=== Data ===

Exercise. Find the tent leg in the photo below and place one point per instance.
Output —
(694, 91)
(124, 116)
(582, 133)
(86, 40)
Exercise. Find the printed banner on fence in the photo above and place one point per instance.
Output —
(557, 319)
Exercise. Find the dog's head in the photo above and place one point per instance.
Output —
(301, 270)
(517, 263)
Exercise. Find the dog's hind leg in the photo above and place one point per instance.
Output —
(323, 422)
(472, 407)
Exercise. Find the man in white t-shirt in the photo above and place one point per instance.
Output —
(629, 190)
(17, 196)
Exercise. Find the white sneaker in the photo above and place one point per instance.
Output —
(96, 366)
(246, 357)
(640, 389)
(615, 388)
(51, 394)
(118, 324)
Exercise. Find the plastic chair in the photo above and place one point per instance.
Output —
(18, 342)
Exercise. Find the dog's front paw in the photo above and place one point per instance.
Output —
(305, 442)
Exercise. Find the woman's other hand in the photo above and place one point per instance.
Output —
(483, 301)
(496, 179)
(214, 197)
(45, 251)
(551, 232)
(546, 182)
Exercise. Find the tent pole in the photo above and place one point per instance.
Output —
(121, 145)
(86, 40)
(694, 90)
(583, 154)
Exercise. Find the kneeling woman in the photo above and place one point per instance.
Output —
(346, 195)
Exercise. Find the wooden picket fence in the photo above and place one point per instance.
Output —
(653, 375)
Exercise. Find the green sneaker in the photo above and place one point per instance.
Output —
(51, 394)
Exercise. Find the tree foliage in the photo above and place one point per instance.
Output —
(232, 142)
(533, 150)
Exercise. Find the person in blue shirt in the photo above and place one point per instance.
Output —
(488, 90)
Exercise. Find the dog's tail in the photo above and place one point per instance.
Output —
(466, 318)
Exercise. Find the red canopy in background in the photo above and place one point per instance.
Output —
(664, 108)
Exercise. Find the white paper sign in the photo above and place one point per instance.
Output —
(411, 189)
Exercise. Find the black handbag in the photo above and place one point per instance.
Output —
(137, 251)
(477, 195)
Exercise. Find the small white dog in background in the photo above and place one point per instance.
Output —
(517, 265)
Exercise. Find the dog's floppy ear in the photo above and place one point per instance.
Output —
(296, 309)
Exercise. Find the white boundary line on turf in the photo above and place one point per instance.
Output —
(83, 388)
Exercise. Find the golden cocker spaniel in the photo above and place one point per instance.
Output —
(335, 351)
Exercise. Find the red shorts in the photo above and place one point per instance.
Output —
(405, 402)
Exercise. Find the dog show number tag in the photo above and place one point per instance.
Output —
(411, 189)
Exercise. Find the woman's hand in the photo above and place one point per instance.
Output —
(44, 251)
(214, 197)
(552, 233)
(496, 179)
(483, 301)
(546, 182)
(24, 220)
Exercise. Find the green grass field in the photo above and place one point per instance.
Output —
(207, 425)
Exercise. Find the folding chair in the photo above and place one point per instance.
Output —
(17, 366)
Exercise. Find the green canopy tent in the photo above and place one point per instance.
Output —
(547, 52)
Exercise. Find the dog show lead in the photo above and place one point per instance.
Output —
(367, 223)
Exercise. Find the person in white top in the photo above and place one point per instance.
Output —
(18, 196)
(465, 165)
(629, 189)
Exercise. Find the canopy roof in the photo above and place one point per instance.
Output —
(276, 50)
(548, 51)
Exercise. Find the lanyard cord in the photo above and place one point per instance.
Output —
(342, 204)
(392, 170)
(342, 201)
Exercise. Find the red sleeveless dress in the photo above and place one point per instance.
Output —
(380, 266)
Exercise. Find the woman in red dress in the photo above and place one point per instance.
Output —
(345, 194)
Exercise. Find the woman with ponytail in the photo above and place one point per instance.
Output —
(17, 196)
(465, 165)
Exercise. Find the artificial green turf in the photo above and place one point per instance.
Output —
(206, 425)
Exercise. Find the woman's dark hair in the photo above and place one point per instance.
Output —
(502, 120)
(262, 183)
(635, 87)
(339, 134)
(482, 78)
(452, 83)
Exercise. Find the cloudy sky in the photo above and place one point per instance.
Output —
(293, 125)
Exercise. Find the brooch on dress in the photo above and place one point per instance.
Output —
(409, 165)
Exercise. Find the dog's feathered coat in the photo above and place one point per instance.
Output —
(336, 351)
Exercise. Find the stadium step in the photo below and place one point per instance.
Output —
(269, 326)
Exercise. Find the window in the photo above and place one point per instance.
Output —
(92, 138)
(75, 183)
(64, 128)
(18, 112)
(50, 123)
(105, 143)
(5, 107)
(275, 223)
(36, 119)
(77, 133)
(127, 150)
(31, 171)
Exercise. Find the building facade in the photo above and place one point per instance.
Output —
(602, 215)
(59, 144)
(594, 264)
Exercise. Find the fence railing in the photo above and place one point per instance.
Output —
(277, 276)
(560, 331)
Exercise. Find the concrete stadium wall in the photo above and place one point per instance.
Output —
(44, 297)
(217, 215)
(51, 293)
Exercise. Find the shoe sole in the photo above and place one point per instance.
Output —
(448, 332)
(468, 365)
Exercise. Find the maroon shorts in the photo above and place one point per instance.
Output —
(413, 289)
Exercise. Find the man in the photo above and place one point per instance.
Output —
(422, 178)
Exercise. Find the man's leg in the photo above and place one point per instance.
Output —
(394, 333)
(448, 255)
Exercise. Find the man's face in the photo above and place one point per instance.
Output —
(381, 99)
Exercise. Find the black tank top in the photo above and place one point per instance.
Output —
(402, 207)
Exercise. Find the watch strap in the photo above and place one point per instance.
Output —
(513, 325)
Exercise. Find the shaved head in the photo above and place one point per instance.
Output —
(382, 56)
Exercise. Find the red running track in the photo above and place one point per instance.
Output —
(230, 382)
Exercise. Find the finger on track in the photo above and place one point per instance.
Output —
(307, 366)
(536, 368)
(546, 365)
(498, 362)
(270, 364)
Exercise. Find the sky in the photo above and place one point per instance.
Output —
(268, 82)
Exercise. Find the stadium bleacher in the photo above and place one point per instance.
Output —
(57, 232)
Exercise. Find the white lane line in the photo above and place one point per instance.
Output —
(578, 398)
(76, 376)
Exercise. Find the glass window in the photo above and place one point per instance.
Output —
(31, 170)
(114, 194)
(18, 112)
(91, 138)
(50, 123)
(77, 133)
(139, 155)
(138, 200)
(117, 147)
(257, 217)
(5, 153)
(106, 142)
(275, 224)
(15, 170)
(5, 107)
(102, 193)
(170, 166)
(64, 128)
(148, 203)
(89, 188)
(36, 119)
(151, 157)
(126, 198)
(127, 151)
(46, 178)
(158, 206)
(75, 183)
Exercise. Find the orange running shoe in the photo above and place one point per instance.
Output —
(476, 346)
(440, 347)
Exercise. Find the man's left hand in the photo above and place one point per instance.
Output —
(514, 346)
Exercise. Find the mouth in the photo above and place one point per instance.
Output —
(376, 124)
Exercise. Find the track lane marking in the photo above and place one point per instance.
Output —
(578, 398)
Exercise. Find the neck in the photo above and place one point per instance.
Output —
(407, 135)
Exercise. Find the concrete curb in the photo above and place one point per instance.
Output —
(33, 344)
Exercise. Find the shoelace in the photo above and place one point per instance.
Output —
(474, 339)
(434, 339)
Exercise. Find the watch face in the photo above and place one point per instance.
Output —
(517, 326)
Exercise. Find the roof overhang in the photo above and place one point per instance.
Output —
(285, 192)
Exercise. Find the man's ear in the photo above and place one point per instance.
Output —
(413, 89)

===
=== Data ===

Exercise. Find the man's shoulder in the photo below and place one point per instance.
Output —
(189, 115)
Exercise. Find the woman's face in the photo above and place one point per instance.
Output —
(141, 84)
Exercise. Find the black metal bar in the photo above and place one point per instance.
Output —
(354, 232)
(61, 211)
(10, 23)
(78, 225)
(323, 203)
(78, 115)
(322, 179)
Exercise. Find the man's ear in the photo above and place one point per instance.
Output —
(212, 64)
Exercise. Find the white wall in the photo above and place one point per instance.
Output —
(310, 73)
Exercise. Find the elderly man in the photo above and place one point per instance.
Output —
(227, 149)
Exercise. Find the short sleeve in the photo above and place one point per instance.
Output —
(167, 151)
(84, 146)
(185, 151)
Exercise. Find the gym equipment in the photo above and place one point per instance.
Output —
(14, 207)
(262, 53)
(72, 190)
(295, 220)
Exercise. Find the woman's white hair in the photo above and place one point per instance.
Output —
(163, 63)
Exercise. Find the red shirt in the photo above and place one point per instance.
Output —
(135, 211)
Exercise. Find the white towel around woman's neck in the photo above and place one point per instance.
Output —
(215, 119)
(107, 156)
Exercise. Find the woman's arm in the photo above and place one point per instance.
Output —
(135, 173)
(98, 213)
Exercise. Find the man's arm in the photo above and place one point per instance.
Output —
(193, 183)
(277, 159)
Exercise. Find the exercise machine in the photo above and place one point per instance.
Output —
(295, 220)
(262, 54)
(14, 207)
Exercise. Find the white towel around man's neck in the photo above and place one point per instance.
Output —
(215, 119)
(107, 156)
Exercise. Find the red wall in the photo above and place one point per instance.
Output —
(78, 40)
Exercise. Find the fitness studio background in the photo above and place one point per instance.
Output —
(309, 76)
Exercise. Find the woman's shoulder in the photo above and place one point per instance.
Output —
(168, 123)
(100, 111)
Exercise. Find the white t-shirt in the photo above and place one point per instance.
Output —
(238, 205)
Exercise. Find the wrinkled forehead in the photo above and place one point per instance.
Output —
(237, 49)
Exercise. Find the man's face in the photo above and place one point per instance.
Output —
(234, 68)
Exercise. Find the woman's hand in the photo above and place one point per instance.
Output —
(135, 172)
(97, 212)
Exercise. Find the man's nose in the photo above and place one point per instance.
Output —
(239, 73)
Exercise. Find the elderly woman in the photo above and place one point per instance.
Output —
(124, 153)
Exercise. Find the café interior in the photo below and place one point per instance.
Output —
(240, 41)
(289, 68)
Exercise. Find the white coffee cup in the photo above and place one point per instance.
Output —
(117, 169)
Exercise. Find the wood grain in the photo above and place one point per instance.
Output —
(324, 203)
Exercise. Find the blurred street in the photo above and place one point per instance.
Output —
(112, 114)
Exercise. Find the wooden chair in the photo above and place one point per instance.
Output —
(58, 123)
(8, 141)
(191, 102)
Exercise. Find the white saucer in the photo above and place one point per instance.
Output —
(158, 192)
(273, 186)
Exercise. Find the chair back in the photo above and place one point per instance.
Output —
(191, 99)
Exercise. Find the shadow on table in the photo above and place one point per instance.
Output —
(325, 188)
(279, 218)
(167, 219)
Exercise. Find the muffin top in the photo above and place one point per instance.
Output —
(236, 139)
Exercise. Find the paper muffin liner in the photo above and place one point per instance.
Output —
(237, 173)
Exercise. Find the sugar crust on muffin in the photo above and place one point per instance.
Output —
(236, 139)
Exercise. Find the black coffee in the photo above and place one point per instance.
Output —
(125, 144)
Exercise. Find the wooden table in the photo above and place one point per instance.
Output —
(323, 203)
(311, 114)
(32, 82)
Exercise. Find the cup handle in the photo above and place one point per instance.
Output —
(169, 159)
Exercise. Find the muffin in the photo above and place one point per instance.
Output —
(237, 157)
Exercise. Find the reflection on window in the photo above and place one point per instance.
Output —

===

** Description of the task **
The answer is to be one number: the count of lines in the entries containing the string "running".

** Output of the exercise **
2